Records from a data collection

◇ ◇ ◇ ◇ ◇

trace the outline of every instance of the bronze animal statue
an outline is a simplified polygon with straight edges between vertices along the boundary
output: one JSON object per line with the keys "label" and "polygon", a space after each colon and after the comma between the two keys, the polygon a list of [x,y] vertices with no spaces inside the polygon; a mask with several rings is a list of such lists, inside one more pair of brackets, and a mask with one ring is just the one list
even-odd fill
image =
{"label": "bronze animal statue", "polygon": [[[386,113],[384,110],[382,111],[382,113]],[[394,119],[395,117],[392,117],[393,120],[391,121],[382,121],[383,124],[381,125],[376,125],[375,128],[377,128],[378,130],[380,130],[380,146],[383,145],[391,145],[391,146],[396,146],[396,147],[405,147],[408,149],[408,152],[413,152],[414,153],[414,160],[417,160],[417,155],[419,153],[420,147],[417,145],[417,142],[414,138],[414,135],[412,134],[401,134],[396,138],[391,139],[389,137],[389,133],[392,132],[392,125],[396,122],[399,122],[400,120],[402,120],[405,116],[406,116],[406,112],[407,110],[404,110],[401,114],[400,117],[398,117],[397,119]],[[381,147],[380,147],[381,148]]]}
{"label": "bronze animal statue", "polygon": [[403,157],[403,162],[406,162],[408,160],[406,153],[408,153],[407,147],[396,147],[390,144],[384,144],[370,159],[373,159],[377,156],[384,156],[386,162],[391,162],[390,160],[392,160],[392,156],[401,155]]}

◇ ◇ ◇ ◇ ◇

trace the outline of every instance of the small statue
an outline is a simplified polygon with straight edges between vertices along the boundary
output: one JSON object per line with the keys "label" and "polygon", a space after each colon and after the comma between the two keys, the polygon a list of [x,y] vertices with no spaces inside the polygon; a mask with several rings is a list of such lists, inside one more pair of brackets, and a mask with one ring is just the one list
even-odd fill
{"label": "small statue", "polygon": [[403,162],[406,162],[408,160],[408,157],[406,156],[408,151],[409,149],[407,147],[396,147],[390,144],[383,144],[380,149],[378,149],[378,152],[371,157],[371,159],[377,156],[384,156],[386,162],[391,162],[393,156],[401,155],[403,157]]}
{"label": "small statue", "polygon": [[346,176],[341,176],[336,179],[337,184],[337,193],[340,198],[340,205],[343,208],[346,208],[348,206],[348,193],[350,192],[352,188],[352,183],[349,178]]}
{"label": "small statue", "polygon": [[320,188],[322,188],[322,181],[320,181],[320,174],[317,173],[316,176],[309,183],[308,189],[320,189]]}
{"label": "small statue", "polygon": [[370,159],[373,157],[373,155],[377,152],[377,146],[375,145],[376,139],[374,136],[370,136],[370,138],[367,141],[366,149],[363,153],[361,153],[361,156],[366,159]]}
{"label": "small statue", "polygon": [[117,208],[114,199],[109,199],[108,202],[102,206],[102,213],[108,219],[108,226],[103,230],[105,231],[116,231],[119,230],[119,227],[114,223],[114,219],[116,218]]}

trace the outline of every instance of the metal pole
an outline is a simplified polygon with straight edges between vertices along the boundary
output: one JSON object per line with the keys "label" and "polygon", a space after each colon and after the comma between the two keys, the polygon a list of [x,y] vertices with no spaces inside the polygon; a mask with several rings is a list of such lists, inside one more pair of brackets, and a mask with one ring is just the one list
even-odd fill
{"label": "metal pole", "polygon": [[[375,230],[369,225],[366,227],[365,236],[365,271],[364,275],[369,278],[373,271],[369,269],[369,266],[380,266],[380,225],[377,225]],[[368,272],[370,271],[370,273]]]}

◇ ◇ ◇ ◇ ◇

(What to produce):
Your answer must be the count of lines in the data that contain "trace", with no added words.

(Response area):
3